DATASET ROWS —
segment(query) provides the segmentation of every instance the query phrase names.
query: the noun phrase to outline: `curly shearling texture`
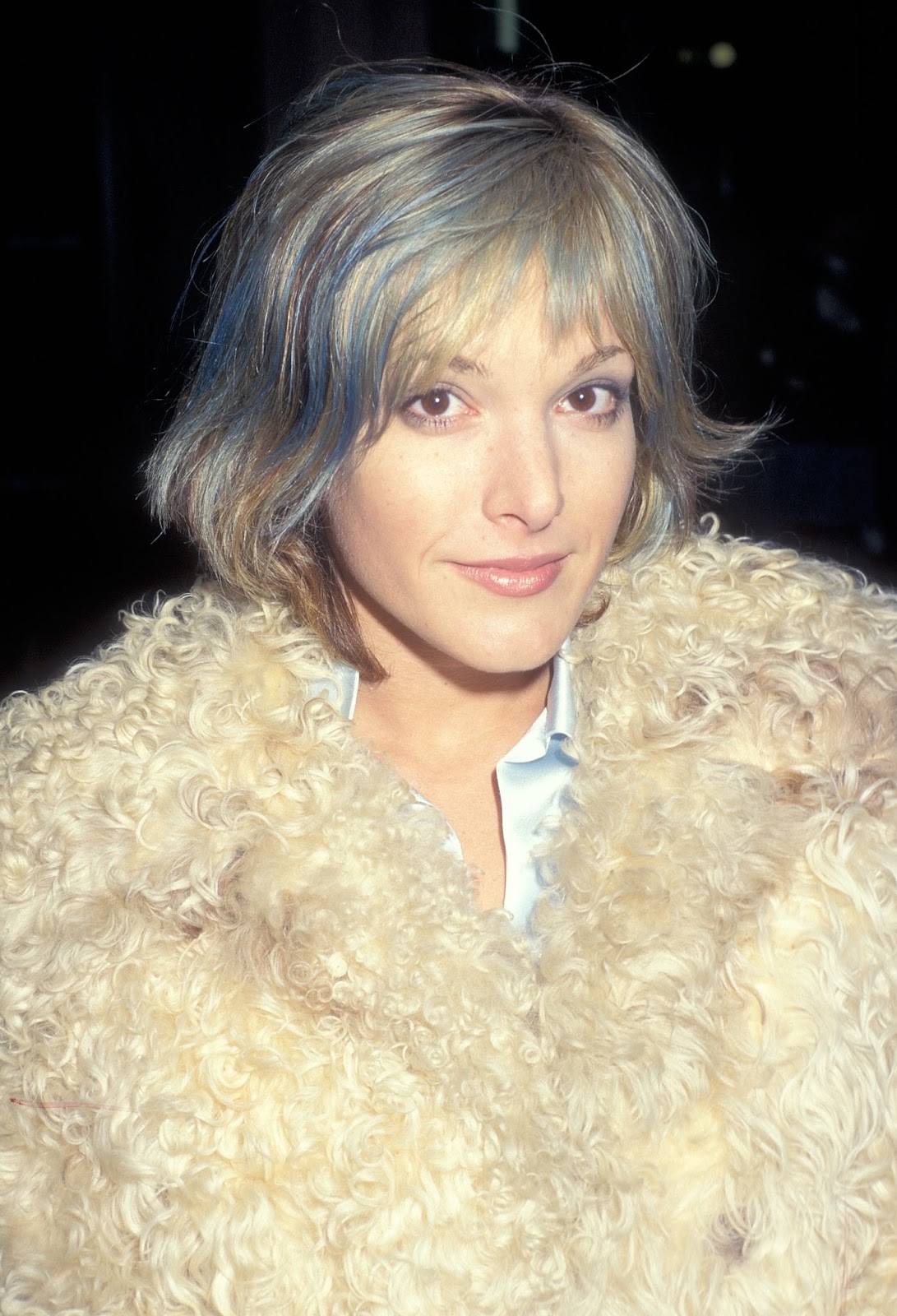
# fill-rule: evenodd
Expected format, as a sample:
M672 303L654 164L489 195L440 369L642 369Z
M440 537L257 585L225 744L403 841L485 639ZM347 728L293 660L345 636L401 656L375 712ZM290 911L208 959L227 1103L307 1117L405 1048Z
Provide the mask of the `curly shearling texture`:
M275 608L7 703L4 1316L897 1309L893 600L610 586L537 957Z

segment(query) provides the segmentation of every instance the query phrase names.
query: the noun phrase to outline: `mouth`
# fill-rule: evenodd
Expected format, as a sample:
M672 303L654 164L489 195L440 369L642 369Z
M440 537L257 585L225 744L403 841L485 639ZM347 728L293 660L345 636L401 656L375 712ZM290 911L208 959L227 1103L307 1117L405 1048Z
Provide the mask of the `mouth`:
M522 599L552 586L567 557L566 553L543 553L534 558L495 558L489 562L455 562L452 566L491 594Z

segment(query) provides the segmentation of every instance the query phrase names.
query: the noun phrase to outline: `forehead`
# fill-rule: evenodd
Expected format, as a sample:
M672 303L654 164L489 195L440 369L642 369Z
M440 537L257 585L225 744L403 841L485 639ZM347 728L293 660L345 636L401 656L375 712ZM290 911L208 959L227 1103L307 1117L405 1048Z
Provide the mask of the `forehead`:
M476 371L498 346L538 340L545 350L568 347L584 354L606 346L627 347L612 324L598 282L572 295L558 287L545 259L521 267L484 263L458 271L400 325L387 368L401 391L434 378L450 363Z

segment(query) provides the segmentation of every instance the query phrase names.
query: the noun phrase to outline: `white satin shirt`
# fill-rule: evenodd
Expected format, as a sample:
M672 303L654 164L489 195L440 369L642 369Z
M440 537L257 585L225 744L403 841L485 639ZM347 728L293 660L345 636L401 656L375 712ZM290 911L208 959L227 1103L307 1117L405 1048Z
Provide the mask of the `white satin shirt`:
M321 695L342 713L355 716L358 672L347 663L334 663L334 680L316 682ZM564 651L551 662L551 686L546 707L530 729L497 765L501 799L501 830L505 842L505 909L513 923L529 933L535 901L546 882L546 863L538 850L556 826L566 804L566 791L576 766L570 738L576 728L576 705L570 665ZM422 808L434 808L420 792ZM463 858L460 842L448 826L447 845Z

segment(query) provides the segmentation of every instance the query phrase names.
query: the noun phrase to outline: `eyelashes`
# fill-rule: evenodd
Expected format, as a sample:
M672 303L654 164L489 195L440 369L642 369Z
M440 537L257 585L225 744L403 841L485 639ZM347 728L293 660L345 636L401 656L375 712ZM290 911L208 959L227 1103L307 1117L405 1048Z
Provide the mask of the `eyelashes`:
M616 424L629 404L629 384L616 380L591 380L571 390L555 403L554 411L560 416L571 416L587 421L597 429ZM417 429L450 429L466 416L476 416L476 408L470 407L463 397L450 387L437 384L424 393L414 393L399 408L401 418Z

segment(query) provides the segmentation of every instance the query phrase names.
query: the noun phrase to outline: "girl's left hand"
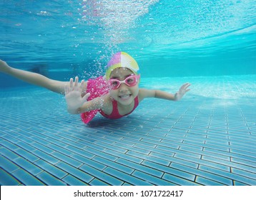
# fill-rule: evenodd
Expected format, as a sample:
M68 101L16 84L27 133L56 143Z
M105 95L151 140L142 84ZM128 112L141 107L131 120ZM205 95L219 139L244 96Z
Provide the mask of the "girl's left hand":
M180 100L182 96L186 94L186 92L189 91L190 89L188 89L188 87L191 84L189 83L184 84L179 89L179 91L177 92L174 95L174 99L175 101Z

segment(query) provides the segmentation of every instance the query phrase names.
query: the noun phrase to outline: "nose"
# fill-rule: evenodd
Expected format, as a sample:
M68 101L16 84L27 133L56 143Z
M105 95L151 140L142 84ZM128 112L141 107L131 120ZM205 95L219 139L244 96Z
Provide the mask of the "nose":
M123 92L123 91L127 91L127 89L128 89L127 87L128 86L127 86L126 84L122 83L119 86L119 91Z

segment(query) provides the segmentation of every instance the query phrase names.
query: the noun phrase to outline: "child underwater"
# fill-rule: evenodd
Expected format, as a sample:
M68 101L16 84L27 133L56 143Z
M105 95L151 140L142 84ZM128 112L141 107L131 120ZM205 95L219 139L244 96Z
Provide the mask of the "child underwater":
M65 94L67 111L81 114L88 124L99 111L109 119L119 119L130 114L145 98L154 97L179 101L189 91L190 84L184 84L174 94L161 90L139 89L140 74L137 61L125 52L115 54L109 61L106 74L87 81L72 78L69 82L50 79L39 74L9 66L0 60L0 71L26 82Z

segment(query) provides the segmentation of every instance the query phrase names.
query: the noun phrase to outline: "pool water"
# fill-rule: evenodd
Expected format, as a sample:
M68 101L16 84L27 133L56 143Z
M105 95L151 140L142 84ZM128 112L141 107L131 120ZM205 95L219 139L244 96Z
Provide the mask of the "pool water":
M0 184L255 185L255 78L147 78L142 86L173 92L189 81L192 90L88 125L61 96L2 89Z
M88 125L64 97L0 73L0 185L256 185L255 1L1 1L0 59L60 81L124 51L144 100Z

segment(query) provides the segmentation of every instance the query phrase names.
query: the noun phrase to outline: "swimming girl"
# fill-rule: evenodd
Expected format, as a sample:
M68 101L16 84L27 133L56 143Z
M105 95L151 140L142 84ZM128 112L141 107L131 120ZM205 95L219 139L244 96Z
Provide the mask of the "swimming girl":
M95 79L79 82L59 81L41 74L9 66L0 60L0 71L28 83L65 94L67 110L80 114L87 124L99 111L109 119L119 119L131 114L144 99L155 97L178 101L189 89L190 84L183 84L175 94L160 90L139 89L140 74L136 61L128 54L118 52L107 64L106 74Z

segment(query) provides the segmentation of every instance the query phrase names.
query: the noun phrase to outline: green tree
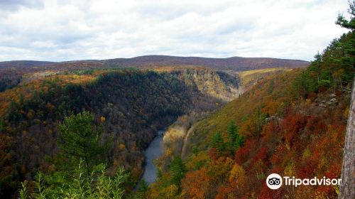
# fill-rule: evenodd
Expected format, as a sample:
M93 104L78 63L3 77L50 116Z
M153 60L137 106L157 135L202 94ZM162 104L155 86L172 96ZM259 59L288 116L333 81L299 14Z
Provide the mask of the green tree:
M229 150L234 154L235 151L244 143L244 137L239 135L238 126L236 126L236 123L233 121L228 124L226 131L229 136Z
M216 149L219 153L222 153L226 150L226 146L221 132L217 132L212 136L211 146Z
M70 159L82 159L87 175L92 166L104 161L105 154L111 146L111 139L104 144L100 142L102 129L94 125L94 115L84 111L76 115L65 117L59 125L61 151Z
M173 174L171 181L176 185L180 185L180 181L187 171L185 163L180 156L175 157L170 164L170 171Z
M138 183L137 194L139 198L146 198L146 193L148 190L148 184L144 179Z
M4 127L4 119L0 119L0 133L5 132L5 127Z
M350 20L347 20L344 17L344 15L339 14L336 23L342 27L354 31L355 28L355 1L349 1L349 9L348 13L350 14Z

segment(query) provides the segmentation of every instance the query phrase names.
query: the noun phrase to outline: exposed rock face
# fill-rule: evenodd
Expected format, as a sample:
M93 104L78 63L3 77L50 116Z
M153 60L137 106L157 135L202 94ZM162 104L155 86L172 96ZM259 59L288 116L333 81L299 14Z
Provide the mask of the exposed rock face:
M339 198L355 198L355 79L353 82L351 102L342 171L342 184Z

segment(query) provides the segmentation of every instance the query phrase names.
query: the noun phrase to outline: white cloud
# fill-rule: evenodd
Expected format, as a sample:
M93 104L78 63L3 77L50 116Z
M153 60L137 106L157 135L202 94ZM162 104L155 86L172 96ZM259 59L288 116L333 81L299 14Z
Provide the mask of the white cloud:
M346 31L334 21L349 6L344 0L4 2L0 60L152 54L310 60Z

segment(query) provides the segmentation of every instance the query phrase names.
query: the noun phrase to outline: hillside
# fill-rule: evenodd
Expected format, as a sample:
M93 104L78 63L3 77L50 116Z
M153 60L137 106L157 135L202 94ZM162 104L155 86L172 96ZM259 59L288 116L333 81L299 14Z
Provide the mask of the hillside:
M146 193L148 198L337 198L339 185L273 190L265 182L273 173L341 177L355 74L354 41L350 31L305 70L259 81L221 109L187 125L182 144L174 136L179 129L172 126L158 161L162 174ZM253 74L257 72L244 72L246 82Z
M156 131L182 114L209 112L239 95L237 76L205 69L154 72L133 69L65 72L0 93L0 196L54 166L58 123L87 110L111 136L109 161L141 175L143 150ZM45 158L47 157L47 158ZM131 185L127 188L131 188Z
M186 68L203 67L218 70L243 71L271 68L304 68L308 62L275 58L206 58L147 55L133 58L117 58L102 60L77 60L67 62L6 61L0 62L0 92L28 81L33 77L49 75L60 71L74 71L118 68L157 69L164 67ZM30 76L30 77L28 77Z
M198 65L222 70L250 70L270 68L302 68L309 62L297 60L266 58L207 58L199 57L176 57L166 55L148 55L129 59L119 58L102 61L109 65L133 67L159 67L165 65Z

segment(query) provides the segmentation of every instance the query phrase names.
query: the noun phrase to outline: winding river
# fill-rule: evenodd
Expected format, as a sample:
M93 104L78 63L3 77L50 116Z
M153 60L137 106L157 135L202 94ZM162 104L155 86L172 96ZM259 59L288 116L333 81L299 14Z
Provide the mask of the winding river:
M165 132L165 130L158 131L158 135L153 139L145 151L146 164L143 179L149 185L155 182L157 178L157 168L153 163L153 160L158 158L163 154L163 135Z

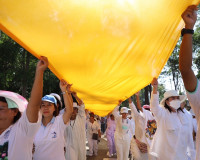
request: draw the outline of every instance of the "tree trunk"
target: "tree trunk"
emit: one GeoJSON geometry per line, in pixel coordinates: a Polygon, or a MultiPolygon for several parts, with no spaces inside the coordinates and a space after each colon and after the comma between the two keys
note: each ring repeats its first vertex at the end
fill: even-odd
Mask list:
{"type": "Polygon", "coordinates": [[[26,97],[27,96],[27,87],[28,87],[28,82],[27,82],[27,73],[29,71],[29,62],[30,62],[30,54],[24,50],[23,51],[23,56],[24,56],[24,63],[23,63],[23,71],[25,73],[25,76],[23,77],[22,80],[22,96],[26,97]]]}
{"type": "Polygon", "coordinates": [[[144,88],[145,104],[149,105],[149,85],[144,88]]]}

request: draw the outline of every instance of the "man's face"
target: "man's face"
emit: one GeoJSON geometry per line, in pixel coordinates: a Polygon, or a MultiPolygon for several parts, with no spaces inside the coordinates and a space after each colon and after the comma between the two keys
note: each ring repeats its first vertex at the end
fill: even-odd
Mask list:
{"type": "Polygon", "coordinates": [[[44,117],[53,116],[53,112],[55,111],[54,104],[47,101],[42,101],[41,112],[44,117]]]}
{"type": "Polygon", "coordinates": [[[9,127],[16,115],[17,112],[9,109],[7,103],[0,101],[0,128],[9,127]]]}

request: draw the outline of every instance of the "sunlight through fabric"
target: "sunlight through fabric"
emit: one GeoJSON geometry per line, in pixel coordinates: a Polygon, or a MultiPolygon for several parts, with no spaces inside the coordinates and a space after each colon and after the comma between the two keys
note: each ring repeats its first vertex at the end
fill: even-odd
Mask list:
{"type": "Polygon", "coordinates": [[[0,0],[0,29],[105,116],[158,77],[199,0],[0,0]]]}

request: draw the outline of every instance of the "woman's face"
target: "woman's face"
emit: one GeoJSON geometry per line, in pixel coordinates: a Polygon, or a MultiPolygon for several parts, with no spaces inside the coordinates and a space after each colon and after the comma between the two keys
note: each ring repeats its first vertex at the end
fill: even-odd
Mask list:
{"type": "Polygon", "coordinates": [[[173,101],[173,100],[180,100],[180,97],[179,96],[172,96],[172,97],[169,97],[167,100],[166,100],[166,103],[168,106],[170,106],[170,102],[173,101]]]}
{"type": "Polygon", "coordinates": [[[127,116],[128,116],[128,113],[121,113],[121,115],[122,115],[122,118],[123,118],[123,119],[126,119],[127,116]]]}
{"type": "Polygon", "coordinates": [[[90,117],[90,122],[94,123],[94,117],[90,117]]]}
{"type": "Polygon", "coordinates": [[[53,116],[54,111],[55,111],[55,107],[53,103],[42,101],[41,112],[44,117],[53,116]]]}
{"type": "Polygon", "coordinates": [[[110,116],[110,119],[114,121],[114,120],[115,120],[115,117],[114,117],[113,115],[111,115],[111,116],[110,116]]]}

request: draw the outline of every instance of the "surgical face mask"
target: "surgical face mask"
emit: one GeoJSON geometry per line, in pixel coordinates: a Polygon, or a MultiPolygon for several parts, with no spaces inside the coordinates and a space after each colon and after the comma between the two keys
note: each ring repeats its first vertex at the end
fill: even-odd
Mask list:
{"type": "Polygon", "coordinates": [[[181,101],[180,100],[172,100],[171,102],[169,102],[170,106],[173,107],[174,109],[178,109],[179,107],[181,107],[181,101]]]}

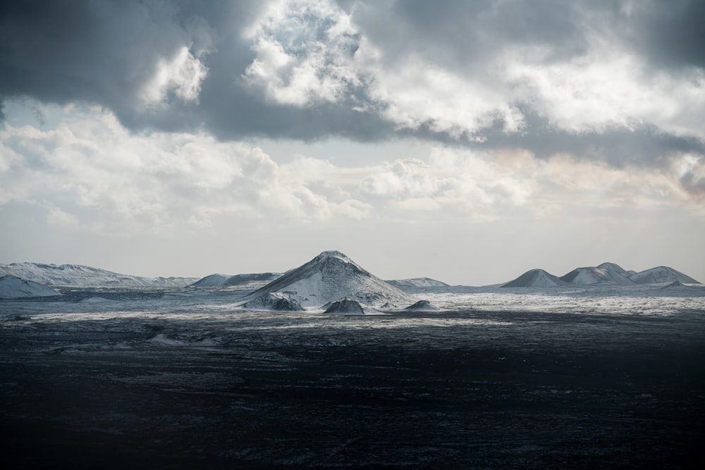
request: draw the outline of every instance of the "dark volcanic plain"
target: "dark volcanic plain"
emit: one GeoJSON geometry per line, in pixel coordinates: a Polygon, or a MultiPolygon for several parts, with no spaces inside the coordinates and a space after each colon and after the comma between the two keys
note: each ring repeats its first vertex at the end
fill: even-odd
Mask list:
{"type": "Polygon", "coordinates": [[[5,468],[705,468],[701,311],[172,315],[149,302],[0,303],[5,468]]]}

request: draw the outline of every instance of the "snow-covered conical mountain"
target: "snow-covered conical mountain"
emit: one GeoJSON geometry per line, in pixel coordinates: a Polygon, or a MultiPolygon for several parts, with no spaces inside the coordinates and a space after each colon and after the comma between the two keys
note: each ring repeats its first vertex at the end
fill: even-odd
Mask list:
{"type": "Polygon", "coordinates": [[[501,287],[556,287],[569,285],[562,279],[550,274],[543,269],[531,269],[501,287]]]}
{"type": "MultiPolygon", "coordinates": [[[[603,263],[603,265],[608,264],[603,263]]],[[[602,265],[601,265],[602,266],[602,265]]],[[[600,267],[585,267],[577,268],[565,276],[560,276],[560,279],[566,283],[579,285],[590,284],[619,284],[621,285],[633,285],[634,281],[629,278],[620,274],[624,271],[616,264],[609,266],[606,268],[600,267]]]]}
{"type": "Polygon", "coordinates": [[[678,281],[684,284],[699,284],[690,276],[668,266],[658,266],[632,274],[630,279],[637,284],[661,284],[678,281]]]}
{"type": "Polygon", "coordinates": [[[0,264],[0,275],[47,285],[80,287],[183,287],[196,280],[193,278],[143,278],[80,264],[40,263],[0,264]]]}
{"type": "Polygon", "coordinates": [[[0,277],[0,299],[20,299],[61,295],[44,284],[20,279],[13,276],[0,277]]]}
{"type": "Polygon", "coordinates": [[[324,252],[308,263],[243,297],[243,303],[278,292],[304,307],[318,307],[347,297],[364,305],[405,307],[417,301],[369,273],[340,252],[324,252]]]}
{"type": "Polygon", "coordinates": [[[607,271],[613,273],[616,273],[617,274],[623,276],[625,278],[628,278],[637,272],[635,271],[627,271],[616,263],[603,263],[602,264],[599,264],[597,267],[602,269],[606,269],[607,271]]]}

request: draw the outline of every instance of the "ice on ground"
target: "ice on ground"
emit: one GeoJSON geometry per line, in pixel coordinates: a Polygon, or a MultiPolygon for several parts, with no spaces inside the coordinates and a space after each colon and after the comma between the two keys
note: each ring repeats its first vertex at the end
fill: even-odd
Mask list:
{"type": "Polygon", "coordinates": [[[54,289],[39,283],[20,279],[13,276],[4,276],[0,278],[0,299],[20,299],[61,295],[54,289]]]}

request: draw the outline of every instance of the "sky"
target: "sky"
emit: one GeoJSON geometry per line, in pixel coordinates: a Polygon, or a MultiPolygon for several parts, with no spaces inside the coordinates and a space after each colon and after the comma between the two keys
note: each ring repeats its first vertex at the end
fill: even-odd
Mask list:
{"type": "Polygon", "coordinates": [[[0,4],[0,263],[705,282],[705,2],[0,4]]]}

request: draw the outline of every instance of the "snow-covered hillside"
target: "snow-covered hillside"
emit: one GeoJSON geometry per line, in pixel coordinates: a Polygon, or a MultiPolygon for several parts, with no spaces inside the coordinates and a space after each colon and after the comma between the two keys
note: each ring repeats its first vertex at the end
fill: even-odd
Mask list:
{"type": "Polygon", "coordinates": [[[632,274],[630,278],[637,284],[657,284],[661,283],[674,283],[678,281],[684,284],[698,284],[690,276],[668,266],[658,266],[642,271],[632,274]]]}
{"type": "Polygon", "coordinates": [[[238,286],[255,290],[266,285],[281,276],[279,273],[255,273],[251,274],[211,274],[191,285],[194,287],[238,286]]]}
{"type": "Polygon", "coordinates": [[[620,285],[633,285],[634,281],[621,274],[627,273],[619,266],[613,264],[612,266],[599,267],[585,267],[577,268],[565,276],[560,276],[560,279],[571,284],[591,285],[591,284],[619,284],[620,285]],[[615,266],[615,267],[613,267],[615,266]]]}
{"type": "Polygon", "coordinates": [[[303,307],[320,307],[348,297],[363,305],[406,307],[417,299],[370,274],[340,252],[324,252],[243,299],[278,292],[303,307]]]}
{"type": "Polygon", "coordinates": [[[195,278],[143,278],[80,264],[0,264],[0,276],[13,276],[47,285],[79,287],[183,287],[195,278]]]}
{"type": "Polygon", "coordinates": [[[614,263],[577,268],[558,278],[543,269],[532,269],[503,287],[548,287],[570,285],[624,285],[665,284],[673,282],[698,284],[697,280],[673,268],[659,266],[637,273],[614,263]]]}
{"type": "Polygon", "coordinates": [[[500,287],[556,287],[568,283],[549,274],[543,269],[531,269],[500,287]]]}
{"type": "Polygon", "coordinates": [[[0,299],[20,299],[52,295],[61,295],[61,294],[43,284],[20,279],[13,276],[4,276],[0,278],[0,299]]]}
{"type": "Polygon", "coordinates": [[[413,279],[394,279],[386,281],[394,287],[401,289],[416,289],[419,287],[447,287],[448,284],[431,278],[414,278],[413,279]]]}

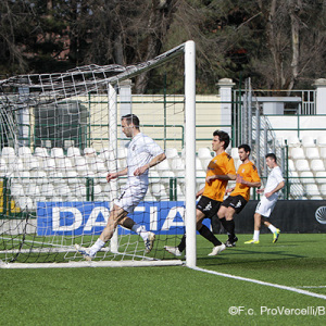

INSTRUCTION — Convert the lines from the first one through the line containing "M476 371L498 346L538", inclusive, into a JSON list of strings, one string per line. Skip blank lines and leave the pictures out.

WRITTEN SOLUTION —
[
  "segment(query) provides the segmentation of every instance the query phrase names.",
  "query: the noun phrase to outline: `curly shearling texture`",
  "# fill-rule: evenodd",
  "Expected format, as a sample:",
  "M672 303L654 164L489 195L440 369L642 369Z",
  "M440 537L257 585L225 744L403 841L485 639ZM347 728L293 660L345 636L401 656L375 712ZM290 911L208 959L227 1103L307 1117L405 1048Z",
  "Provide the mask of the `curly shearling texture`:",
  "M275 608L7 703L4 1316L897 1309L893 600L610 586L537 957Z",
  "segment(query) provides the segmentation of every instance the query phrase names.",
  "query: the noun phrase to outline: `mouth`",
  "# fill-rule: evenodd",
  "Expected format, as a sample:",
  "M672 303L654 164L489 195L440 369L642 369Z",
  "M440 537L257 585L225 744L403 841L485 639ZM347 728L293 660L345 636L401 656L375 712ZM290 911L208 959L227 1103L307 1117L405 1048Z",
  "Provide the mask of the `mouth`:",
  "M522 599L552 586L567 557L566 553L543 553L534 558L495 558L489 562L455 562L452 566L491 594Z",
  "segment(query) provides the segmentation of every instance the query phrase names.",
  "query: the noun phrase to outline: `forehead`",
  "# fill-rule: evenodd",
  "Expected format, as a sample:",
  "M672 303L654 164L489 195L440 369L642 369Z",
  "M440 537L257 585L225 744L403 841L485 639ZM347 728L293 660L345 636L401 656L375 712ZM290 911L208 959L227 1103L307 1117L405 1048Z",
  "Provide the mask of the `forehead`:",
  "M476 371L498 346L538 340L545 350L568 347L584 354L606 346L627 347L612 324L598 282L572 295L558 287L545 259L521 267L484 263L458 271L400 325L387 368L401 391L434 378L450 363Z"
]